Records from a collection:

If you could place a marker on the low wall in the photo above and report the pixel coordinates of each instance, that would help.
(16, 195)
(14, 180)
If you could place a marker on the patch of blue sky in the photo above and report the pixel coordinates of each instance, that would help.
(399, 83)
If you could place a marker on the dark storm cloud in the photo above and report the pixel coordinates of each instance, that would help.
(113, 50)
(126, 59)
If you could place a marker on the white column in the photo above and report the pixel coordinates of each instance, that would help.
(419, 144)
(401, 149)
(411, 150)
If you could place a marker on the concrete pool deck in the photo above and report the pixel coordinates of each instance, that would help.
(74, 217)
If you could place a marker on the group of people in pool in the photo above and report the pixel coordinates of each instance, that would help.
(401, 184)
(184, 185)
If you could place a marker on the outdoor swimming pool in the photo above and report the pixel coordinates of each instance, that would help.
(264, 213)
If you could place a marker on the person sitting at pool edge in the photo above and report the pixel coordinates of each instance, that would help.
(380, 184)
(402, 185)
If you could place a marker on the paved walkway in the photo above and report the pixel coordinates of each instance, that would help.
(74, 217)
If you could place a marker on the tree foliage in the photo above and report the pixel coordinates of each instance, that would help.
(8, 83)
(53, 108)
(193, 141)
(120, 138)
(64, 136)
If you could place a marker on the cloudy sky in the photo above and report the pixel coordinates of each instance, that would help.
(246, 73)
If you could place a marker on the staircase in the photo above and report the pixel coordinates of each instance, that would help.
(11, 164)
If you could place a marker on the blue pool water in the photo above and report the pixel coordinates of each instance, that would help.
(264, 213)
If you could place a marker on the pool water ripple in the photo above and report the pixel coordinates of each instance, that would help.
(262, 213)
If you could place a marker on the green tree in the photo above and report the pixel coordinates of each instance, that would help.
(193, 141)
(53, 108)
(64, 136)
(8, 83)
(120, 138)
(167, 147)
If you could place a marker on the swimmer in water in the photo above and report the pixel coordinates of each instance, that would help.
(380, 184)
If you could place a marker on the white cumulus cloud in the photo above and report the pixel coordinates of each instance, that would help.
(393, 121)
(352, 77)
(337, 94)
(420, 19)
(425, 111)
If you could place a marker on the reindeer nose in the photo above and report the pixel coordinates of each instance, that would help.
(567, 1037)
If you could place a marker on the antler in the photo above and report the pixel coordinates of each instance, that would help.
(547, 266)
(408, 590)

*WORK ORDER:*
Retype word for word the line above with "If you could place a marker on the green" and all lines after it, nothing else.

*SOLUTION:*
If you could place a marker on the green tree in the photo above and report the pixel coordinates of each instance, that would help.
(193, 141)
(53, 108)
(64, 136)
(8, 83)
(120, 138)
(167, 147)
If you could place a marker on the swimmer in water in the photo above and report the pixel coordinates of each instance, that would help.
(380, 184)
If you could place a marker on the white cumulus cloud in the photo above and report the pixel coordinates of each instance, that would help.
(393, 121)
(352, 77)
(337, 94)
(420, 19)
(425, 111)
If you could place a marker on the reindeer nose in the photo above and report the pixel coordinates of each instance, that would help.
(567, 1037)
If you could place a marker on the antler in the photo above and report the pixel coordinates of each instance, that would help.
(547, 266)
(408, 590)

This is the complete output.